Which lines run from the line with "Every <instance> block" through the line with "box: [402, 200, 447, 250]" in the entries below? Print them exactly, both ends included, and nothing more.

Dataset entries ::
══════════
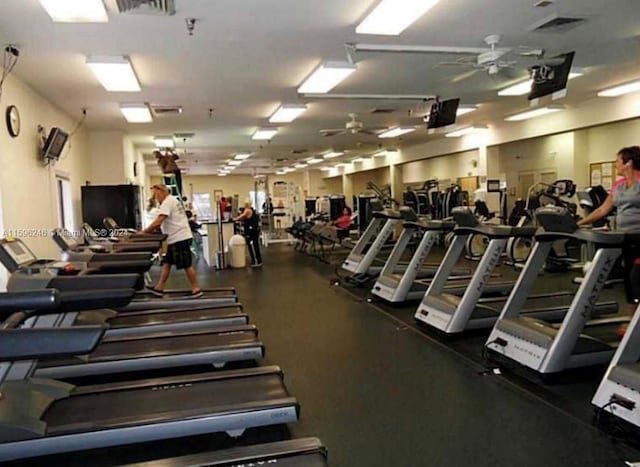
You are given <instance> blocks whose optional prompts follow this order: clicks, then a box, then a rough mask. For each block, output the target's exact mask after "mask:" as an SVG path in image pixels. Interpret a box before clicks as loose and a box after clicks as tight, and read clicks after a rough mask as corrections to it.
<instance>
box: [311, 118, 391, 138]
mask: <svg viewBox="0 0 640 467" xmlns="http://www.w3.org/2000/svg"><path fill="white" fill-rule="evenodd" d="M386 129H387V127H385V126H376V127H365V126H364V123H362V122H361V121H359V120H358V116H357V114H354V113H351V114H349V120H348V121H347V122H346V123H345V125H344V128H330V129H323V130H320V134H322V136H336V135H356V134H365V135H375V134H377V133H378V132H379V131H381V130H386Z"/></svg>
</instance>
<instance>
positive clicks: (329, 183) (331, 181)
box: [318, 175, 344, 196]
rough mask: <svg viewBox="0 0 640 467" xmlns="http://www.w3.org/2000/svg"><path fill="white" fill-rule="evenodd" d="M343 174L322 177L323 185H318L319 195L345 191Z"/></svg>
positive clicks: (340, 192)
mask: <svg viewBox="0 0 640 467" xmlns="http://www.w3.org/2000/svg"><path fill="white" fill-rule="evenodd" d="M343 192H344V190H343V188H342V175H338V176H337V177H327V178H323V179H322V185H319V186H318V196H321V195H332V194H340V193H343Z"/></svg>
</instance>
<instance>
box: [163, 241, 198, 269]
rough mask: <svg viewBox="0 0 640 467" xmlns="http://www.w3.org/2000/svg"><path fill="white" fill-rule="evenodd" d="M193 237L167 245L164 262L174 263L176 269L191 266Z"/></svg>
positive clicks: (168, 262) (170, 263)
mask: <svg viewBox="0 0 640 467" xmlns="http://www.w3.org/2000/svg"><path fill="white" fill-rule="evenodd" d="M191 240H192V239H191V238H189V239H187V240H181V241H179V242H176V243H172V244H171V245H169V246H168V247H167V254H166V255H164V259H163V260H162V263H163V264H164V263H166V264H173V265H174V266H175V267H176V269H186V268H188V267H190V266H191V261H192V257H191Z"/></svg>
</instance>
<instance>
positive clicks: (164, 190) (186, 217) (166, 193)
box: [142, 184, 202, 298]
mask: <svg viewBox="0 0 640 467" xmlns="http://www.w3.org/2000/svg"><path fill="white" fill-rule="evenodd" d="M151 189H152V190H153V195H154V196H155V198H156V199H157V200H158V202H159V203H160V209H159V212H158V217H156V218H155V219H154V221H153V222H152V223H151V224H149V226H148V227H147V228H146V229H144V230H143V231H142V232H143V233H152V232H153V231H155V230H156V229H157V228H158V227H159V228H160V230H162V233H163V234H166V235H167V244H168V247H167V254H166V255H165V256H164V258H163V260H162V272H161V273H160V278H159V279H158V282H157V284H156V285H155V286H153V287H148V289H149V291H150V292H151V293H152V294H153V295H156V296H158V297H162V296H163V295H164V289H165V286H166V284H167V280H169V275H170V274H171V265H172V264H174V265H175V266H176V269H184V272H185V274H186V275H187V279H188V280H189V283H190V284H191V297H193V298H198V297H202V289H201V288H200V286H199V285H198V279H197V277H196V271H195V269H194V268H193V266H192V257H191V242H192V240H193V234H192V233H191V228H190V227H189V221H188V220H187V216H186V214H185V212H184V208H183V207H182V205H181V204H180V203H179V202H178V200H177V199H176V198H174V197H173V196H171V195H170V194H169V187H167V186H166V185H163V184H157V185H153V187H152V188H151Z"/></svg>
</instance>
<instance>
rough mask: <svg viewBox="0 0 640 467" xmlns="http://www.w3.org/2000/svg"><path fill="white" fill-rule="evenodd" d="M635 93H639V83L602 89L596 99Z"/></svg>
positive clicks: (639, 83)
mask: <svg viewBox="0 0 640 467" xmlns="http://www.w3.org/2000/svg"><path fill="white" fill-rule="evenodd" d="M636 91H640V81H634V82H632V83H627V84H622V85H620V86H615V87H613V88H608V89H603V90H602V91H600V92H598V97H616V96H622V95H623V94H629V93H630V92H636Z"/></svg>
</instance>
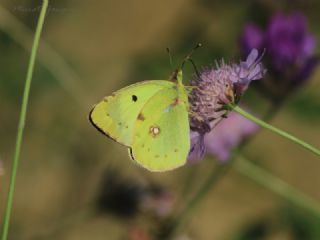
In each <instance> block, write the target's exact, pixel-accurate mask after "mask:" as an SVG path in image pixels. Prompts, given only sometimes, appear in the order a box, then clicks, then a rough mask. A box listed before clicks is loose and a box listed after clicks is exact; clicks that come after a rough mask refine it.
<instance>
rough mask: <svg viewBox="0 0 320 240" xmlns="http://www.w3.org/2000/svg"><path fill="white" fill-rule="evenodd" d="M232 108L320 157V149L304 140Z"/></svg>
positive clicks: (286, 138)
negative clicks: (304, 140)
mask: <svg viewBox="0 0 320 240" xmlns="http://www.w3.org/2000/svg"><path fill="white" fill-rule="evenodd" d="M231 108H232V109H233V110H234V111H235V112H237V113H239V114H241V115H242V116H244V117H245V118H247V119H249V120H251V121H253V122H255V123H256V124H258V125H260V126H261V127H263V128H266V129H269V130H270V131H272V132H274V133H276V134H278V135H280V136H282V137H284V138H286V139H288V140H290V141H292V142H294V143H296V144H298V145H300V146H302V147H304V148H305V149H307V150H309V151H310V152H312V153H314V154H315V155H317V156H320V149H318V148H316V147H314V146H312V145H310V144H309V143H306V142H305V141H303V140H301V139H299V138H297V137H295V136H293V135H291V134H289V133H287V132H285V131H283V130H281V129H279V128H276V127H274V126H272V125H270V124H268V123H266V122H264V121H262V120H260V119H259V118H256V117H254V116H253V115H251V114H250V113H248V112H246V111H244V110H243V109H242V108H240V107H238V106H231Z"/></svg>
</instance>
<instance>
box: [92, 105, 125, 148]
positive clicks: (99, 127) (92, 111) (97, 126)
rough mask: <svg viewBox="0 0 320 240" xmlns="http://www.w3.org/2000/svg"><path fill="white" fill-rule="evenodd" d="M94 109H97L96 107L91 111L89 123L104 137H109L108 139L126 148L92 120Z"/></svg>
mask: <svg viewBox="0 0 320 240" xmlns="http://www.w3.org/2000/svg"><path fill="white" fill-rule="evenodd" d="M94 108H95V107H93V108H92V109H91V111H90V113H89V122H90V123H91V124H92V125H93V126H94V127H95V128H96V129H97V130H98V131H99V132H100V133H102V134H103V135H105V136H107V137H108V138H110V139H111V140H112V141H115V142H116V143H119V144H121V145H123V146H126V145H125V144H123V143H120V142H118V141H117V139H116V138H113V137H112V136H110V135H109V134H108V133H106V132H105V131H103V129H101V128H100V127H99V126H98V125H97V124H96V123H95V122H94V121H93V119H92V112H93V110H94Z"/></svg>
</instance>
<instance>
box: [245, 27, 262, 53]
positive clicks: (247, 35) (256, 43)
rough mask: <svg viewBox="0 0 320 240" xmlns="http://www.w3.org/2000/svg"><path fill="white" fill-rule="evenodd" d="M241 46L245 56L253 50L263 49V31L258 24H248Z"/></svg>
mask: <svg viewBox="0 0 320 240" xmlns="http://www.w3.org/2000/svg"><path fill="white" fill-rule="evenodd" d="M240 44H241V47H242V51H243V52H244V53H245V55H247V54H248V53H249V52H250V51H251V49H253V48H256V49H262V48H263V45H264V33H263V31H262V30H261V29H260V28H259V27H258V26H257V25H256V24H254V23H248V24H247V25H246V26H245V27H244V29H243V32H242V36H241V37H240Z"/></svg>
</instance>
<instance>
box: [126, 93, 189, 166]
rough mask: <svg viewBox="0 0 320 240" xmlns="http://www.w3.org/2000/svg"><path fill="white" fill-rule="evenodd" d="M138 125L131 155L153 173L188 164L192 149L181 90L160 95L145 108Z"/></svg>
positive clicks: (148, 102)
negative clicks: (189, 138)
mask: <svg viewBox="0 0 320 240" xmlns="http://www.w3.org/2000/svg"><path fill="white" fill-rule="evenodd" d="M139 116H140V118H138V120H137V121H136V123H135V127H134V136H133V142H132V149H131V155H132V157H133V158H134V160H135V161H137V163H138V164H140V165H141V166H143V167H144V168H147V169H149V170H151V171H165V170H171V169H174V168H177V167H179V166H181V165H183V164H185V162H186V159H187V155H188V152H189V147H190V140H189V120H188V111H187V106H186V103H185V102H184V101H182V100H181V99H179V97H178V91H177V88H176V87H174V88H170V89H165V90H161V91H159V92H158V93H157V94H155V95H154V96H153V97H152V98H150V100H149V101H148V102H147V103H146V104H145V105H144V106H143V108H142V110H141V112H140V113H139Z"/></svg>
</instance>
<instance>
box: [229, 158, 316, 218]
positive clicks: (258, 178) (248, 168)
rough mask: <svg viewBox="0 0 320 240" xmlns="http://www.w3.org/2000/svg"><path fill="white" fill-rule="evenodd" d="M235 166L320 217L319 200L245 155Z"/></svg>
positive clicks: (264, 186)
mask: <svg viewBox="0 0 320 240" xmlns="http://www.w3.org/2000/svg"><path fill="white" fill-rule="evenodd" d="M234 167H235V169H236V170H237V171H239V172H240V173H241V174H243V175H245V176H247V177H249V178H251V179H252V180H254V181H255V182H257V183H258V184H260V185H262V186H263V187H265V188H267V189H268V190H270V191H272V192H274V193H276V194H278V195H280V196H281V197H283V198H284V199H286V200H288V201H289V202H291V203H293V204H295V205H297V206H299V207H301V208H304V209H306V210H308V211H309V212H311V213H312V214H315V215H316V216H317V217H320V204H319V202H317V201H316V200H314V199H312V198H310V197H309V196H307V195H305V194H303V193H301V192H300V191H298V190H297V189H295V188H294V187H292V186H291V185H289V184H288V183H286V182H284V181H283V180H281V179H279V178H277V177H276V176H274V175H272V174H270V173H268V172H267V171H266V170H264V169H262V168H260V167H258V166H256V165H255V164H253V163H251V162H250V161H249V160H247V159H245V158H244V157H242V156H240V155H239V158H238V159H237V160H236V161H235V163H234Z"/></svg>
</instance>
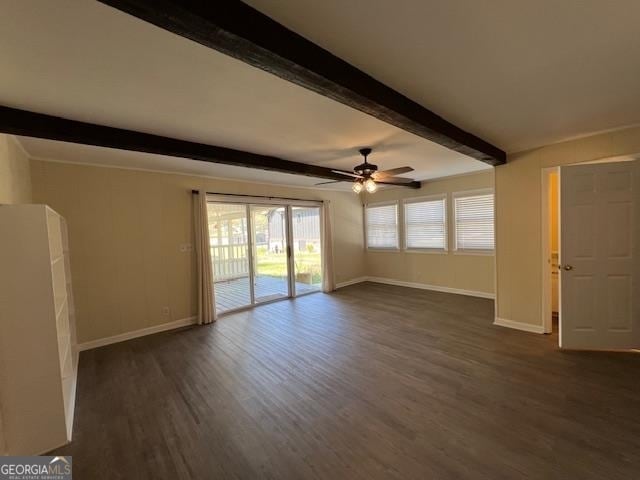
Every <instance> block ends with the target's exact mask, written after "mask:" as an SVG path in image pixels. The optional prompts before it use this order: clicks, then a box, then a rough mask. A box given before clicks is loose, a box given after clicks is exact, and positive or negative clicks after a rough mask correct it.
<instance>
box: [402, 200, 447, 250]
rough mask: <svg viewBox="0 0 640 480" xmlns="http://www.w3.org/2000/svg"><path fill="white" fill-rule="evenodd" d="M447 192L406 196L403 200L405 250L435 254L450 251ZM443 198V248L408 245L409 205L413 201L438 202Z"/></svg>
mask: <svg viewBox="0 0 640 480" xmlns="http://www.w3.org/2000/svg"><path fill="white" fill-rule="evenodd" d="M447 197H448V195H447V194H446V193H440V194H435V195H427V196H422V197H414V198H405V199H403V201H402V224H403V225H402V232H403V238H402V240H403V250H404V251H405V252H407V253H434V254H447V253H449V199H448V198H447ZM439 200H442V201H443V202H444V247H443V248H430V247H409V245H408V238H409V236H408V230H407V228H408V225H409V224H408V222H407V206H408V205H411V204H413V203H427V202H436V201H439Z"/></svg>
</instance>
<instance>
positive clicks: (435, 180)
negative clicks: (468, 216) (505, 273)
mask: <svg viewBox="0 0 640 480" xmlns="http://www.w3.org/2000/svg"><path fill="white" fill-rule="evenodd" d="M493 181H494V172H493V171H492V170H491V171H489V172H483V173H479V174H474V175H465V176H459V177H450V178H445V179H441V180H434V181H426V182H424V184H423V186H422V188H421V189H419V190H410V189H407V188H402V189H400V188H394V189H391V190H384V191H380V192H377V193H375V194H373V195H368V194H364V196H363V199H364V201H365V202H371V203H375V202H385V201H389V200H399V199H404V198H411V197H421V196H428V195H435V194H442V193H451V192H460V191H465V190H477V189H482V188H493ZM447 202H448V206H449V208H448V210H449V213H451V211H452V210H451V198H450V196H449V197H448V199H447ZM449 220H450V221H449V238H450V239H452V238H453V222H452V221H451V215H450V216H449ZM366 262H367V275H368V276H372V277H382V278H388V279H393V280H399V281H402V282H410V283H420V284H426V285H433V286H438V287H445V288H451V289H457V290H467V291H473V292H480V293H484V294H493V293H494V288H495V279H494V272H495V267H494V266H495V259H494V256H493V255H472V254H458V253H454V252H453V251H451V250H449V251H448V252H447V253H415V252H406V251H402V250H400V251H393V252H380V251H373V250H369V251H367V253H366Z"/></svg>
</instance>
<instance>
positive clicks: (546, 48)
mask: <svg viewBox="0 0 640 480" xmlns="http://www.w3.org/2000/svg"><path fill="white" fill-rule="evenodd" d="M249 3H251V4H252V5H254V6H256V7H257V8H259V9H260V10H261V11H263V12H265V13H267V14H268V15H270V16H272V17H273V18H275V19H276V20H278V21H280V22H281V23H283V24H285V25H286V26H288V27H290V28H292V29H293V30H295V31H297V32H298V33H300V34H302V35H304V36H306V37H307V38H309V39H311V40H312V41H314V42H316V43H318V44H319V45H321V46H323V47H325V48H327V49H329V50H330V51H332V52H333V53H335V54H337V55H338V56H340V57H342V58H344V59H345V60H347V61H349V62H350V63H353V64H354V65H356V66H358V67H360V68H361V69H362V70H364V71H365V72H367V73H369V74H371V75H373V76H374V77H376V78H378V79H379V80H381V81H382V82H384V83H386V84H388V85H389V86H391V87H393V88H395V89H397V90H398V91H400V92H402V93H404V94H405V95H407V96H408V97H410V98H412V99H413V100H415V101H417V102H419V103H421V104H423V105H424V106H426V107H427V108H430V109H432V110H433V111H435V112H436V113H438V114H440V115H442V116H444V117H445V118H447V119H448V120H450V121H452V122H454V123H456V124H457V125H459V126H461V127H462V128H465V129H467V130H469V131H471V132H472V133H475V134H476V135H478V136H480V137H482V138H484V139H486V140H488V141H490V142H492V143H494V144H495V145H497V146H498V147H501V148H503V149H505V150H507V151H509V152H514V151H519V150H523V149H526V148H532V147H536V146H541V145H545V144H549V143H553V142H556V141H561V140H564V139H567V138H572V137H575V136H581V135H586V134H590V133H595V132H597V131H602V130H607V129H613V128H618V127H623V126H628V125H632V124H638V123H640V82H638V81H637V79H638V78H640V62H638V61H637V59H638V58H640V41H639V40H638V38H640V37H638V34H637V26H636V23H637V22H636V20H637V19H638V18H640V2H638V1H637V0H617V1H616V2H608V1H604V0H603V1H597V0H588V1H587V0H563V1H562V2H558V1H556V0H539V1H537V2H522V1H515V2H514V1H513V0H492V2H478V1H476V0H451V1H448V2H436V1H433V0H432V1H427V0H403V1H402V2H397V1H393V0H384V1H383V0H380V1H376V2H371V1H369V0H366V1H365V0H350V1H349V2H344V1H341V0H323V1H322V2H318V1H315V0H249ZM0 104H4V105H8V106H12V107H17V108H23V109H27V110H33V111H37V112H42V113H49V114H54V115H61V116H66V117H69V118H74V119H77V120H85V121H89V122H94V123H99V124H105V125H112V126H117V127H122V128H129V129H133V130H140V131H145V132H150V133H156V134H160V135H167V136H172V137H176V138H182V139H186V140H194V141H200V142H205V143H211V144H217V145H222V146H227V147H231V148H237V149H241V150H248V151H252V152H256V153H262V154H268V155H276V156H280V157H282V158H285V159H289V160H296V161H301V162H305V163H315V164H318V165H324V166H327V167H332V168H342V169H350V168H351V167H353V165H355V164H356V163H359V160H360V159H359V158H358V155H357V153H356V151H357V148H359V147H362V146H373V147H374V149H375V152H374V154H373V155H372V157H371V160H372V161H373V162H375V163H377V164H378V165H380V167H381V168H383V169H384V168H393V167H398V166H403V165H411V166H412V167H414V168H415V169H416V171H415V172H414V173H415V175H414V177H415V178H417V179H419V180H428V179H431V178H438V177H443V176H448V175H456V174H460V173H467V172H471V171H476V170H481V169H486V168H487V166H485V165H484V164H482V163H481V162H478V161H476V160H473V159H470V158H468V157H465V156H462V155H460V154H457V153H455V152H452V151H449V150H447V149H444V148H442V147H440V146H438V145H436V144H433V143H431V142H429V141H427V140H424V139H422V138H419V137H416V136H414V135H412V134H409V133H407V132H404V131H401V130H399V129H397V128H395V127H392V126H390V125H387V124H385V123H383V122H380V121H378V120H376V119H374V118H372V117H369V116H368V115H365V114H363V113H361V112H358V111H355V110H353V109H351V108H349V107H346V106H344V105H341V104H338V103H336V102H333V101H331V100H329V99H326V98H324V97H322V96H320V95H317V94H315V93H313V92H310V91H307V90H304V89H302V88H301V87H298V86H296V85H293V84H290V83H288V82H285V81H284V80H282V79H279V78H277V77H274V76H272V75H269V74H267V73H265V72H263V71H261V70H258V69H256V68H253V67H250V66H248V65H245V64H243V63H241V62H239V61H237V60H234V59H231V58H229V57H226V56H224V55H222V54H220V53H217V52H214V51H212V50H210V49H207V48H205V47H203V46H201V45H198V44H196V43H193V42H191V41H189V40H186V39H184V38H181V37H178V36H176V35H173V34H171V33H168V32H166V31H163V30H161V29H159V28H157V27H154V26H152V25H149V24H147V23H145V22H142V21H140V20H138V19H135V18H133V17H130V16H128V15H126V14H124V13H121V12H119V11H117V10H114V9H112V8H110V7H107V6H105V5H103V4H100V3H98V2H95V1H88V0H56V1H55V2H52V1H50V0H30V1H28V2H25V1H20V0H8V1H5V2H3V4H2V15H1V16H0ZM22 142H23V144H24V146H25V148H26V149H27V150H28V151H29V152H30V153H32V154H33V155H35V156H38V157H44V158H54V159H60V160H69V161H82V162H83V163H91V162H94V163H101V164H109V165H119V166H128V167H136V168H148V169H157V170H169V171H179V172H183V173H193V174H201V175H210V176H217V177H230V178H240V179H246V180H260V181H266V182H273V183H286V184H296V185H312V184H314V183H316V180H315V179H310V178H306V177H297V176H289V175H283V174H278V173H272V172H263V171H259V170H249V169H242V168H233V167H225V166H220V165H214V164H206V163H201V162H193V161H190V160H184V159H171V158H166V157H159V156H154V155H147V154H139V153H131V152H128V153H124V152H121V151H117V150H111V149H101V148H97V147H84V146H78V145H71V144H64V143H59V142H51V141H44V140H35V139H22ZM344 188H348V185H345V186H344Z"/></svg>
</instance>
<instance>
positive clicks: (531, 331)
mask: <svg viewBox="0 0 640 480" xmlns="http://www.w3.org/2000/svg"><path fill="white" fill-rule="evenodd" d="M493 324H494V325H498V326H499V327H506V328H513V329H514V330H522V331H523V332H530V333H545V332H544V327H543V326H542V325H532V324H530V323H522V322H516V321H514V320H507V319H506V318H500V317H496V318H495V320H494V321H493Z"/></svg>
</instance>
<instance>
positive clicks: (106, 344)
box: [78, 317, 198, 352]
mask: <svg viewBox="0 0 640 480" xmlns="http://www.w3.org/2000/svg"><path fill="white" fill-rule="evenodd" d="M197 322H198V317H187V318H182V319H180V320H176V321H174V322H168V323H163V324H161V325H154V326H153V327H147V328H141V329H140V330H134V331H132V332H126V333H121V334H119V335H114V336H112V337H105V338H99V339H97V340H91V341H89V342H84V343H80V344H78V351H79V352H83V351H85V350H91V349H93V348H98V347H104V346H105V345H111V344H113V343H119V342H125V341H127V340H131V339H134V338H139V337H144V336H146V335H153V334H154V333H160V332H166V331H167V330H175V329H176V328H182V327H188V326H190V325H195V324H196V323H197Z"/></svg>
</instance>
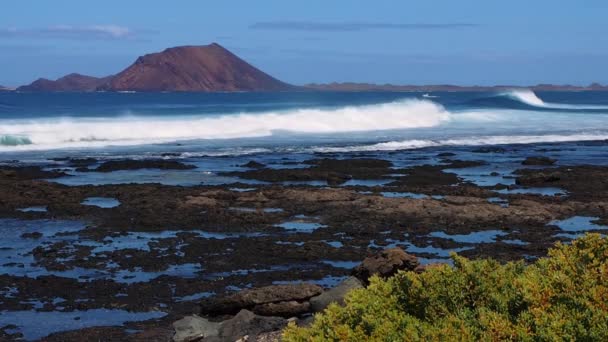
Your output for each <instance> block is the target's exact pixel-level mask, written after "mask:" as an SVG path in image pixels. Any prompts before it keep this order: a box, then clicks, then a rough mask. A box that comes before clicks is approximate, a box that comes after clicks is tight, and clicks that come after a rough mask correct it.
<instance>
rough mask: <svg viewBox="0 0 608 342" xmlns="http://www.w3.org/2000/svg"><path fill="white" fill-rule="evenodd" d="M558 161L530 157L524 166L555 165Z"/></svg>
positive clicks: (527, 159)
mask: <svg viewBox="0 0 608 342" xmlns="http://www.w3.org/2000/svg"><path fill="white" fill-rule="evenodd" d="M555 162H556V160H555V159H551V158H548V157H528V158H526V159H525V160H524V161H523V162H521V164H522V165H545V166H548V165H553V164H555Z"/></svg>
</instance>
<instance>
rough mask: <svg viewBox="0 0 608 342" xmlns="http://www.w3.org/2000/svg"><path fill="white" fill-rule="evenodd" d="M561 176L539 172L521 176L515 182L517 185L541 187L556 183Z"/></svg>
mask: <svg viewBox="0 0 608 342" xmlns="http://www.w3.org/2000/svg"><path fill="white" fill-rule="evenodd" d="M560 179H561V175H560V174H559V173H558V172H549V173H545V172H539V173H535V174H528V175H522V176H520V177H518V178H517V179H516V180H515V184H517V185H541V184H544V183H553V182H558V181H559V180H560Z"/></svg>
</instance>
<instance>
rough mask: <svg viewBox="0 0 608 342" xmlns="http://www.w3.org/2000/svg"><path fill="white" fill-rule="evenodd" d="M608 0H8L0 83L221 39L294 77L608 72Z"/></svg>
mask: <svg viewBox="0 0 608 342" xmlns="http://www.w3.org/2000/svg"><path fill="white" fill-rule="evenodd" d="M606 18H608V1H605V0H598V1H595V0H586V1H582V0H578V1H568V0H560V1H555V0H553V1H546V0H534V1H530V0H528V1H520V0H515V1H514V0H510V1H489V0H477V1H472V0H468V1H467V0H460V1H455V0H445V1H433V0H425V1H405V0H402V1H382V0H374V1H358V0H350V1H342V0H331V1H330V0H324V1H317V0H307V1H296V0H293V1H285V0H282V1H278V0H274V1H264V0H257V1H245V0H243V1H201V0H198V1H194V0H175V1H153V0H148V1H138V0H131V1H126V0H122V1H115V0H104V1H83V0H53V1H47V0H38V1H35V0H30V1H16V0H5V1H3V3H2V8H1V10H0V84H3V85H9V86H15V85H21V84H24V83H29V82H31V81H33V80H34V79H36V78H38V77H46V78H51V79H54V78H57V77H60V76H62V75H64V74H67V73H70V72H79V73H84V74H89V75H94V76H104V75H108V74H112V73H116V72H118V71H120V70H122V69H123V68H125V67H127V66H128V65H129V64H130V63H132V62H133V61H134V60H135V59H136V58H137V56H139V55H143V54H145V53H149V52H155V51H159V50H162V49H164V48H166V47H171V46H176V45H204V44H208V43H211V42H218V43H220V44H222V45H223V46H225V47H227V48H228V49H230V50H232V51H233V52H235V53H236V54H237V55H239V56H241V57H242V58H244V59H245V60H247V61H249V62H250V63H252V64H254V65H255V66H257V67H259V68H261V69H262V70H264V71H266V72H268V73H270V74H271V75H273V76H275V77H277V78H280V79H282V80H284V81H287V82H291V83H294V84H304V83H309V82H331V81H340V82H343V81H357V82H374V83H395V84H429V83H454V84H462V85H469V84H482V85H490V84H518V85H526V84H536V83H543V82H546V83H571V84H588V83H590V82H594V81H597V82H602V83H608V20H607V19H606Z"/></svg>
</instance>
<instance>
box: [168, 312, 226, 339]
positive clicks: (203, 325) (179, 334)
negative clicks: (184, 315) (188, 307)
══════════
Answer for the task ::
Every <instance> block ends with the target's exact mask, written after "mask:" as an SVG path in image pixels. The optional prompts before it use this order: clicks, then a box, then a rough mask. A box given before clicks is loose, a box given after clicks is exact, and positive or negative clicks after a rough mask correct it.
<instance>
box: [402, 200, 447, 250]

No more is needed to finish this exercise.